# TT RS steering wheel on a TTS?



## Embo (Feb 3, 2017)

First of all, hello to everyone because this is my first post on these forums and looks to be one I may be around quite a lot in the near future!

I'm in the process of looking around for a 15 plate TTS (good 'ole Audi approved and used of course). With the release of the new RS, I think quite a few people have been thinking about what they could nick off it and add to their TTS, and I haven't seen anyone raise a question of the possibility of replacing the steering wheel with that of the RS (the old man just got the new R8 and starting the car + changing the drive mode from the wheel is something that seems really satisfying... plus it just looks the biz).

I'm hoping someone with a bit knowledge of car electronics could talk through the possibilities or if I'm just making a completely unplausible suggestion then it would be good to know (Newby indeed, could be making myself look stupid, but don't ask don't get right?)

Hope everyone's having an awesome day xD and thanks for any help in advance!

Jake


----------



## noname (Aug 20, 2015)

doable but expensive...consider that a TT steering wheel is quoted 7/800€ on ebay so, assuming you can find the RS one on ebay or from Audi, I'll let you imagine the price...
electrically talking then, also this is doable but the junction point behind the steering, it can be found only in Audi and obviously not with a cheap price..then you have to add some wiring...
so, the mod is easy but expensive..


----------



## daddow (Jan 1, 2017)

Would not the R8 steering wheel be compatible? could be many more of them available but I am certain my local Audi dealer would never fit it, I wanted one as soon as I saw it but wrote the idea off instantly.


----------



## Stanyer (Jun 24, 2015)

R8 one is doable seen it done on Instagram. Took some fiddling so not just a plug and play

Sent from my iPhone using Tapatalk


----------



## macadamia (Feb 7, 2015)

just make sure you don't get the R8 version performance steering wheel which has two extra satellite buttons and would really look daft as they would not serve any function :lol: (rotary wheel for selecting the dry, wet and snow programs and the button for controlling the sports exhaust system).

Pointing records:
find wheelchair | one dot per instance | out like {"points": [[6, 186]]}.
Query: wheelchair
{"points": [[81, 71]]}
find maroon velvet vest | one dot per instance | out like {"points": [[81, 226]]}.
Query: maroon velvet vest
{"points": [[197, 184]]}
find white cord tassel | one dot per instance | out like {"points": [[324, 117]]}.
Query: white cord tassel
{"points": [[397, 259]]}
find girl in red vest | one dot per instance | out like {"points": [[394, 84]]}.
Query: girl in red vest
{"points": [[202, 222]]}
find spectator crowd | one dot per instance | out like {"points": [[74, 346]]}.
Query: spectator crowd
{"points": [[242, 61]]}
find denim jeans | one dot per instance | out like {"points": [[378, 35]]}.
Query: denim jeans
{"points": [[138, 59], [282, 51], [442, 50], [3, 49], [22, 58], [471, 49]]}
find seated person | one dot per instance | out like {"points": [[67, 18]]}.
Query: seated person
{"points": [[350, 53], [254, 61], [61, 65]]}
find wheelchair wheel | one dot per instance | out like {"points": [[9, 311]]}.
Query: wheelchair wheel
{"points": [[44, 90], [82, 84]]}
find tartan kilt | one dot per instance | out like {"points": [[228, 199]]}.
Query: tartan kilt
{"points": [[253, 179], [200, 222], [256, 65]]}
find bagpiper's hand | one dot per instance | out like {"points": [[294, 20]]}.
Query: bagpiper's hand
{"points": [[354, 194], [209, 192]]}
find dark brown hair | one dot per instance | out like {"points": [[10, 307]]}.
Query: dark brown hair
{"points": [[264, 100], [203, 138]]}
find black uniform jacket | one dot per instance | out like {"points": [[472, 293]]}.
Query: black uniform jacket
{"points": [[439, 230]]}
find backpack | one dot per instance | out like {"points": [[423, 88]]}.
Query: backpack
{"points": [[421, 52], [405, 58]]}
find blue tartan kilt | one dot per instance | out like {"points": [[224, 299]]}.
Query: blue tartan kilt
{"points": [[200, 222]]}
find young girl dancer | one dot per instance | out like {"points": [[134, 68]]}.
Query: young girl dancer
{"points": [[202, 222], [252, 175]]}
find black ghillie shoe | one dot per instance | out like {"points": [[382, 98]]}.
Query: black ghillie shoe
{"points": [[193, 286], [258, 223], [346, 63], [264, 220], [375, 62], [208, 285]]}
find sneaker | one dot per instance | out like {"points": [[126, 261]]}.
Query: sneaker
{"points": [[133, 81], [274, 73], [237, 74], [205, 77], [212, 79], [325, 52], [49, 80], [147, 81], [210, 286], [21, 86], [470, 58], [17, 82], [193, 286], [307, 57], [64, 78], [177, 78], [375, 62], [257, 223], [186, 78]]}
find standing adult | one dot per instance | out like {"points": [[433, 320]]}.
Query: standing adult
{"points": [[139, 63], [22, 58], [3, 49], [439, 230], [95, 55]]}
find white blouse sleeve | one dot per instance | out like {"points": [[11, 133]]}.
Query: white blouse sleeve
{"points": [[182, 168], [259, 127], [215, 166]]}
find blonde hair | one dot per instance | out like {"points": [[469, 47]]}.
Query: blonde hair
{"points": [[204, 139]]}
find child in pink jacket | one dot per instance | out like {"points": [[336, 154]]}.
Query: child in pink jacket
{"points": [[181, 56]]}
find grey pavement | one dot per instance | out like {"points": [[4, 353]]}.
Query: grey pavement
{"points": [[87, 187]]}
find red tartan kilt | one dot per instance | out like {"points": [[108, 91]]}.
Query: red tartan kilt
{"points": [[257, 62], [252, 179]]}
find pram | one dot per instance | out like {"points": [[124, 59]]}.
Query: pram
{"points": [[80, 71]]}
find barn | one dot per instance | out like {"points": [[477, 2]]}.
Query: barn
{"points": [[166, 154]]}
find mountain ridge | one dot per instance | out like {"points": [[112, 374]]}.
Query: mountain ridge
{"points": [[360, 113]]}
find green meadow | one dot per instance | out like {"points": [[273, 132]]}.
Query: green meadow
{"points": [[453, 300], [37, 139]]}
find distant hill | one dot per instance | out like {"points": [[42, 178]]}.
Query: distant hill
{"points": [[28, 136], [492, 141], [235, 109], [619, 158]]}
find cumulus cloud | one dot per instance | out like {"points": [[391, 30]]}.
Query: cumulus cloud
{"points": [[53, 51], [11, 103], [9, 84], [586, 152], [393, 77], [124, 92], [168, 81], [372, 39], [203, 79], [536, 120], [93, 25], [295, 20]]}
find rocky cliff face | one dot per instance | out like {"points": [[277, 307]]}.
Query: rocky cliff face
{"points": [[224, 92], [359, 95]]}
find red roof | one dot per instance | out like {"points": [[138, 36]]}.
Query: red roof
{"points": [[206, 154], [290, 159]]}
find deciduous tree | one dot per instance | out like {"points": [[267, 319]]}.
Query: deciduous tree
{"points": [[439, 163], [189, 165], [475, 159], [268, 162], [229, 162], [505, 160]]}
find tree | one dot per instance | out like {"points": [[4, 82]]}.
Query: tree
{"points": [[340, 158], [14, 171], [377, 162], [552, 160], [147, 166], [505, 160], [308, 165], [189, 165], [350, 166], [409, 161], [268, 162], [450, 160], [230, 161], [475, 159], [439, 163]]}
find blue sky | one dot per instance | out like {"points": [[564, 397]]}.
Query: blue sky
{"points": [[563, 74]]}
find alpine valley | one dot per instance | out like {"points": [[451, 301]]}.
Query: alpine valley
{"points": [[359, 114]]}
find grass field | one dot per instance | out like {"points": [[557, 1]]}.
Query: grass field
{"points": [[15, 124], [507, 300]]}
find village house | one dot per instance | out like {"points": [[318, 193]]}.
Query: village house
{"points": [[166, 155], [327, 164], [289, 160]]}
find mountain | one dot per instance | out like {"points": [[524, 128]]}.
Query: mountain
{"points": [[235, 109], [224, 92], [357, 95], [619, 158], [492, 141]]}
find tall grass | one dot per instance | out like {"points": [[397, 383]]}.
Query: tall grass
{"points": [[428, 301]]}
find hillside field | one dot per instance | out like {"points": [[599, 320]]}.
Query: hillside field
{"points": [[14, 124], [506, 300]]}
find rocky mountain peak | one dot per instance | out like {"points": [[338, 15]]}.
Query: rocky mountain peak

TASK INSTRUCTIONS: Continue the forum thread above about fitting an RS steering wheel to a TTS, picking up after its last post.

EXERCISE OUTPUT:
also, if you are thinking about using steering wheels from other platforms, something else to consider: some airbags are single stage while others are dual stage, so even if the wheels look the same, they may not be function as intended.


----------



## Embo (Feb 3, 2017)

Stanyer said:


> R8 one is doable seen it done on Instagram. Took some fiddling so not just a plug and play


Could you send over some photos or better yet, the person's IG you saw it on??



macadamia said:


> some airbags are single stage while others are dual stage, so even if the wheels look the same, they may not be function


What's the difference between single sstage and dual? And do you know which the TTS typically uses?


----------



## leopard (May 1, 2015)

Seems like a lot of effort for a steering wheel [smiley=gossip.gif]

Will half the stuff even work ?


----------



## pcbbc (Sep 4, 2009)

Embo said:


> Stanyer said:
> 
> 
> > What's the difference between single sstage and dual? And do you know which the TTS typically uses?


Don't quote me, but roughly I believe: Dual stage has 2 pyrotechnic devices, each with different inflation characteristics. Which is used is determined by sensor inputs (for example nature and speed of accident, possibly weight of passengers).
MK1 - Single stage.
MK2 - Dual stage.
MK3 - Single stage.
Don't ask why Mk3 is back to single stage!


----------



## Toshiba (Jul 8, 2004)

leopard said:


> Seems like a lot of effort for a steering wheel [smiley=gossip.gif]
> 
> Will half the stuff even work ?


Not kidding.... be easier and better just to have existing wheel re-trimmed to be a little thicker with a material of your choosing


----------



## Embo (Feb 3, 2017)

Toshiba said:


> leopard said:
> 
> 
> > Seems like a lot of effort for a steering wheel [smiley=gossip.gif]
> ...


Haha, does seem like a lot of work just for a steering wheel... I just like the thought of more buttons.

Having said that, this is bottom of the list of things I'd like to adjust, just wondered about the plausibility ^.^


----------



## Quizzical (Sep 6, 2015)

Is it just me, or does anyone else think that's a pretty stupid place to put the Start/Stop button, right where you could hit it by mistake? Surely steering wheel controls should be for functions you want to get at quickly *while you're driving*.

Even a get-away driver would already have the engine running!


----------



## noname (Aug 20, 2015)

Pressing it while you're driving will cause nothing..but I approve your thought!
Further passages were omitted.